• **To be done**: Return each line from the rows below that contains the string "lifeboat".

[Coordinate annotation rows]
— begin —

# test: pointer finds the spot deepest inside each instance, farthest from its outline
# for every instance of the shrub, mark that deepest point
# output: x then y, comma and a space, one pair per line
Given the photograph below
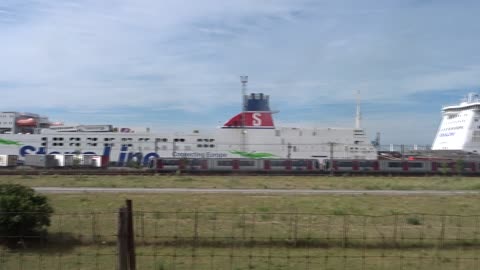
22, 213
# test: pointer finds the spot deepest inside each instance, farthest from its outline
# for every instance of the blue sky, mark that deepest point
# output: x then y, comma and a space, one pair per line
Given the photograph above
176, 64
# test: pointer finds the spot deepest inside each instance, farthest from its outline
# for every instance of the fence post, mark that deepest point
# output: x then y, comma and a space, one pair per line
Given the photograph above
122, 242
131, 239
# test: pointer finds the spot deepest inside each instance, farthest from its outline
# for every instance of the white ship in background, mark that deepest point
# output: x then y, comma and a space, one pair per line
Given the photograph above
460, 126
249, 134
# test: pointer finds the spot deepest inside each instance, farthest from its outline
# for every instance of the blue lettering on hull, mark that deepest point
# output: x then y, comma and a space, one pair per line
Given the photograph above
123, 158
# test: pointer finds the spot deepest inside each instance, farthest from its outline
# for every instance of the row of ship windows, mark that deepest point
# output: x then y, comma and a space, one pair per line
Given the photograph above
455, 116
125, 139
455, 122
452, 128
123, 145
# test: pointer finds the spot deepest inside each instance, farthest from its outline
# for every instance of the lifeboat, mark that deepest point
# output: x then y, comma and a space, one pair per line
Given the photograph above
28, 122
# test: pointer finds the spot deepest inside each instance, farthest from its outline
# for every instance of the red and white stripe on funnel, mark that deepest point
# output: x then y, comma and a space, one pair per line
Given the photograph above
252, 120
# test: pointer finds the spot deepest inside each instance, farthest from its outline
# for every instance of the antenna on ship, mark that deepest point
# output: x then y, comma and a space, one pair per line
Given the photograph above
244, 81
358, 116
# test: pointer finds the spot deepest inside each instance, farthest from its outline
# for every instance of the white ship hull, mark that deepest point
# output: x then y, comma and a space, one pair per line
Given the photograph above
223, 143
460, 127
250, 134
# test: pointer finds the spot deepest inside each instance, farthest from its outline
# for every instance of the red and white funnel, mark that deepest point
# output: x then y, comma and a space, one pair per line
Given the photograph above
257, 114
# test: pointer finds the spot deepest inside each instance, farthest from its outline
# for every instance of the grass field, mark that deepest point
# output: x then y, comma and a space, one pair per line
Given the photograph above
270, 182
160, 258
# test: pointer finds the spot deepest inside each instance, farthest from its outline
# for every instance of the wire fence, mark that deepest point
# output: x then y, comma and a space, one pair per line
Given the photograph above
253, 240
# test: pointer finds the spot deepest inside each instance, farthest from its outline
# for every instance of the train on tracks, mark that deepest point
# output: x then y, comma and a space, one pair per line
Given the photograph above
314, 166
253, 166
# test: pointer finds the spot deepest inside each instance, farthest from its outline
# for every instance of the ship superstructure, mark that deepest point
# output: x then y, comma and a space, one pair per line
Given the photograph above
250, 134
460, 126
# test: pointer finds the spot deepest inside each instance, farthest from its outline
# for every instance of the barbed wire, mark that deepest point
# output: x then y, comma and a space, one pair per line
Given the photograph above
254, 240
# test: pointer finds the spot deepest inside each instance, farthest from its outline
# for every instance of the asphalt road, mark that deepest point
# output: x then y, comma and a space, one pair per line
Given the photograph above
73, 190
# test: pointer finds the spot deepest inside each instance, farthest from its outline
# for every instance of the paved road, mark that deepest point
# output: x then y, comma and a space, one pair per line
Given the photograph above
66, 190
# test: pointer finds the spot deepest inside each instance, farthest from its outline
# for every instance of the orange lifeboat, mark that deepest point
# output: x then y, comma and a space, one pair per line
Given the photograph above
28, 122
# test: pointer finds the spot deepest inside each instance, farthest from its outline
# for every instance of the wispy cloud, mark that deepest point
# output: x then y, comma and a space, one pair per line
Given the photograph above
185, 56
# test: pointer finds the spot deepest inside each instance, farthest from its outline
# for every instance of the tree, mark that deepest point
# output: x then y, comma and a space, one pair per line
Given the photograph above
22, 213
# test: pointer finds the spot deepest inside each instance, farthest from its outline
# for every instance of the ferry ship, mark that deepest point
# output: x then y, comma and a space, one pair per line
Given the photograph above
249, 134
460, 126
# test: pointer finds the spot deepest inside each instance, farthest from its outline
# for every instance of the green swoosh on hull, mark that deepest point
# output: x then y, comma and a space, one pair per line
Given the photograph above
9, 142
253, 154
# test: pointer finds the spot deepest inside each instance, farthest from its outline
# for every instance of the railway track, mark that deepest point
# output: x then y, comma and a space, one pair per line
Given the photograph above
113, 172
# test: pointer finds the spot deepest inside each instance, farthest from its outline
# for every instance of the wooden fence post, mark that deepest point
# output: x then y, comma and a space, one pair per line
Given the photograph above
122, 241
131, 237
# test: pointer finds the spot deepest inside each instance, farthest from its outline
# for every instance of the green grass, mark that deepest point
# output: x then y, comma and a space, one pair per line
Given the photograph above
272, 182
161, 258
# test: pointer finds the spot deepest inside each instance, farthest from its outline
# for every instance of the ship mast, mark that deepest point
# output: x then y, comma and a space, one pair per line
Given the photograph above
358, 115
244, 81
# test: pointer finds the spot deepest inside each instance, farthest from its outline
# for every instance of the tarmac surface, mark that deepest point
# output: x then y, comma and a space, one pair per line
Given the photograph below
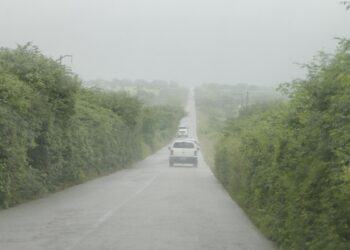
149, 206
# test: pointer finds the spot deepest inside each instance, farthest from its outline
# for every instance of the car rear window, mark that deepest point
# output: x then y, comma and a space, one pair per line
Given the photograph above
183, 145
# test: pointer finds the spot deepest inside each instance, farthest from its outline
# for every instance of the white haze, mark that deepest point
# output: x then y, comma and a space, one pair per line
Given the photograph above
187, 41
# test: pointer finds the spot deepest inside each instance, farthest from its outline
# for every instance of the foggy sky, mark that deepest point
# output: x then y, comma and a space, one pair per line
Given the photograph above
187, 41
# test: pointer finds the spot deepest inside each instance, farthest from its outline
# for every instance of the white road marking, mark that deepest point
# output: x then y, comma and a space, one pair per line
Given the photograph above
110, 213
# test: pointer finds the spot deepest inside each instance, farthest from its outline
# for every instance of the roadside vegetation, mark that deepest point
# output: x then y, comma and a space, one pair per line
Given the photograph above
216, 103
55, 133
288, 163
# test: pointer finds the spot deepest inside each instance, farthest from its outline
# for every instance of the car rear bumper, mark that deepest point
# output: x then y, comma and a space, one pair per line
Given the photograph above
183, 159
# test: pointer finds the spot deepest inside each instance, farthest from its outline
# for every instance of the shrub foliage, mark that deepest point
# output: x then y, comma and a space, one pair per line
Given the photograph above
55, 133
288, 164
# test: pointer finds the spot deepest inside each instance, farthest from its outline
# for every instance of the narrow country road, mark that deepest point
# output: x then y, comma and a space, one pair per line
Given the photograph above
149, 206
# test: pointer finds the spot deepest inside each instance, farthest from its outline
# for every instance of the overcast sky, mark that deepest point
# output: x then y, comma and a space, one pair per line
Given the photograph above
188, 41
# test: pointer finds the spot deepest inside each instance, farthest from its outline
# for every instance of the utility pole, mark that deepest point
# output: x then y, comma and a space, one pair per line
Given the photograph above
247, 99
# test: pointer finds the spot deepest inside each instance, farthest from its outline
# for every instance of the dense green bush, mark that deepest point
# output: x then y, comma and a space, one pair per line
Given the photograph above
55, 133
288, 164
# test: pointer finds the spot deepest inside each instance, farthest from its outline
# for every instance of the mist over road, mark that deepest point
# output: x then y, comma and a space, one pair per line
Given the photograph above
149, 206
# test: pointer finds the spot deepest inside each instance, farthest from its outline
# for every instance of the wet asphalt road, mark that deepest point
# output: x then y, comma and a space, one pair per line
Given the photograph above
150, 206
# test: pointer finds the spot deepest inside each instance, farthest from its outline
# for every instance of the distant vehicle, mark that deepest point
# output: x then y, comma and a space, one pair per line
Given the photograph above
193, 140
182, 131
183, 151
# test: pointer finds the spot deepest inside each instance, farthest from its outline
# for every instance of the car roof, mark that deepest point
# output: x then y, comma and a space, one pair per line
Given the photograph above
185, 140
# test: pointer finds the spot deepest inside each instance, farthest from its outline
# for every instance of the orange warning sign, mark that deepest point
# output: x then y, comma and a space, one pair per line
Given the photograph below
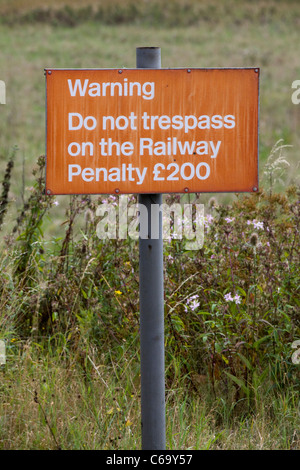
152, 131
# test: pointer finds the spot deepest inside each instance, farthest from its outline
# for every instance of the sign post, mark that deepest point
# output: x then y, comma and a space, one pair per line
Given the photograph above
151, 303
150, 131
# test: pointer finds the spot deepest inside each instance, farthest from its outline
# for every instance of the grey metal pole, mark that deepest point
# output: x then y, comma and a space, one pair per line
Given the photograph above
152, 304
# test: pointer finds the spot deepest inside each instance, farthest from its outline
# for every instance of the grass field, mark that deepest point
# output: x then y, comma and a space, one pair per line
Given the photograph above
72, 374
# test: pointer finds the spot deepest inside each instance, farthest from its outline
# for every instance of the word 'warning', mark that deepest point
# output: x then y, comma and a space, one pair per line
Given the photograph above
151, 131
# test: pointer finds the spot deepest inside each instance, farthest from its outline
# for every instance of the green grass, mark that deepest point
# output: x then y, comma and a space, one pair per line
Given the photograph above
51, 399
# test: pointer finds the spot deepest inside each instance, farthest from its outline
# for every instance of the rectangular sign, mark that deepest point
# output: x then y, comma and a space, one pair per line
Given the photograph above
152, 130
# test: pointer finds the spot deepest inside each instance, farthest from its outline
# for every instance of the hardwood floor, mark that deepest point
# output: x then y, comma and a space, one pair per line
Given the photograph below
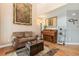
67, 50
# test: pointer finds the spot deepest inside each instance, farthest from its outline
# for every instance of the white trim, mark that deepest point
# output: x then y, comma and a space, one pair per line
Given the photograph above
72, 43
6, 45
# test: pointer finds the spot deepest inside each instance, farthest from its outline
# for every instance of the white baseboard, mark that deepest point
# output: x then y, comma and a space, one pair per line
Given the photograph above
6, 45
72, 43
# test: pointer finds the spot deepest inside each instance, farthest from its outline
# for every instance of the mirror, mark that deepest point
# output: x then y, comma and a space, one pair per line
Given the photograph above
52, 22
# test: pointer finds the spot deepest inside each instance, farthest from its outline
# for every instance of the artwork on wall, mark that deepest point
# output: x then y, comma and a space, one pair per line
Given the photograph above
52, 21
22, 13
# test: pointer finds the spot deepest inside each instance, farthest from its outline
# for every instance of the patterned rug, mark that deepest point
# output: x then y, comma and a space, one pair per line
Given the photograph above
45, 52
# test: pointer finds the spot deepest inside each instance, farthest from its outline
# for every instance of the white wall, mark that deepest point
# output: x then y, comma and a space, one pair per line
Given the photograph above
7, 26
47, 7
72, 31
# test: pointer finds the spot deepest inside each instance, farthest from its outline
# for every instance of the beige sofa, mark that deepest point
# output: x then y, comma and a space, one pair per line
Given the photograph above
20, 38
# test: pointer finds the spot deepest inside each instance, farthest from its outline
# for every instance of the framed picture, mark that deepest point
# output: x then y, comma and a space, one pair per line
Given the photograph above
22, 13
52, 21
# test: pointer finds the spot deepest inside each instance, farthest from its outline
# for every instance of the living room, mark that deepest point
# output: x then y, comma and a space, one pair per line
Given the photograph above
51, 23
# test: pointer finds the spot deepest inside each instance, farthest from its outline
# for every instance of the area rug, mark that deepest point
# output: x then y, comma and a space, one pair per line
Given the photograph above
51, 52
46, 52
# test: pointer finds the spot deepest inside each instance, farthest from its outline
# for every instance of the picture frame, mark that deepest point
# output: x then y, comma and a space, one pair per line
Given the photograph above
22, 13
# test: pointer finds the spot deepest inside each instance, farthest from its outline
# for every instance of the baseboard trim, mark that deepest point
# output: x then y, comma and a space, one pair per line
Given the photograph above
72, 43
6, 45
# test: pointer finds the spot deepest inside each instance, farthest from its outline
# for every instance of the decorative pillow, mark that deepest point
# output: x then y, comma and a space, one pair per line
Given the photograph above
28, 34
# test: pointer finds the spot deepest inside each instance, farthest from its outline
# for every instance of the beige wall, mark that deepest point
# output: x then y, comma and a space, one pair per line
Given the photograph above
7, 26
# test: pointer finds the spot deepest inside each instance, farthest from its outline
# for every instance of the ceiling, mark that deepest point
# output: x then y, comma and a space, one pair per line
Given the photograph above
47, 7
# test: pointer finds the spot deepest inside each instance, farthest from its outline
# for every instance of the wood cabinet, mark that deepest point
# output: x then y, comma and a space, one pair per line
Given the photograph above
50, 35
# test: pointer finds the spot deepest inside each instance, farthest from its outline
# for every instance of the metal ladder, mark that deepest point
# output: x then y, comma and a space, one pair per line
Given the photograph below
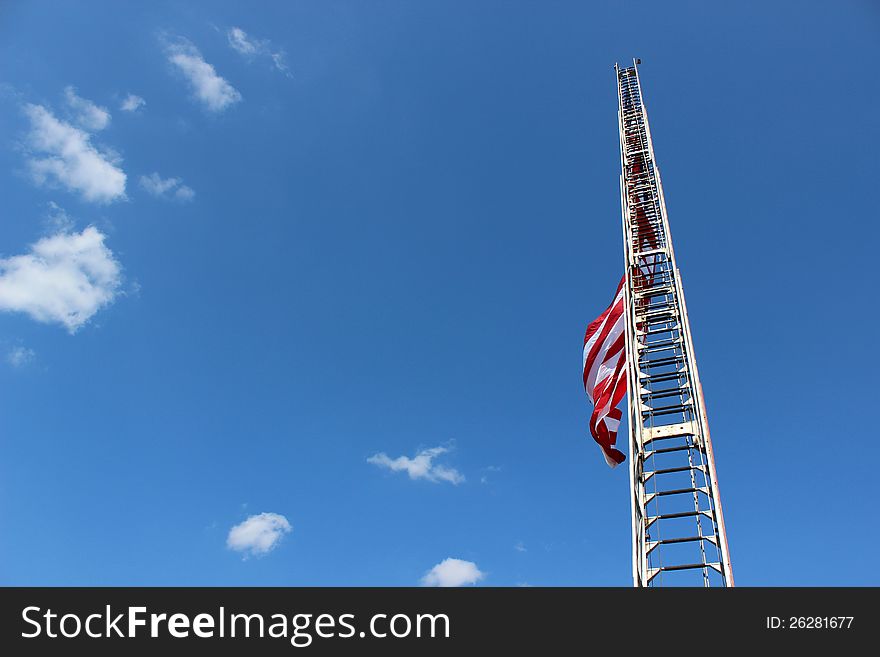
678, 527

— end —

• **Completed task**:
# for every instance of the lifeboat, mark that deepest point
# for every instance of the orange lifeboat, mark that deepest point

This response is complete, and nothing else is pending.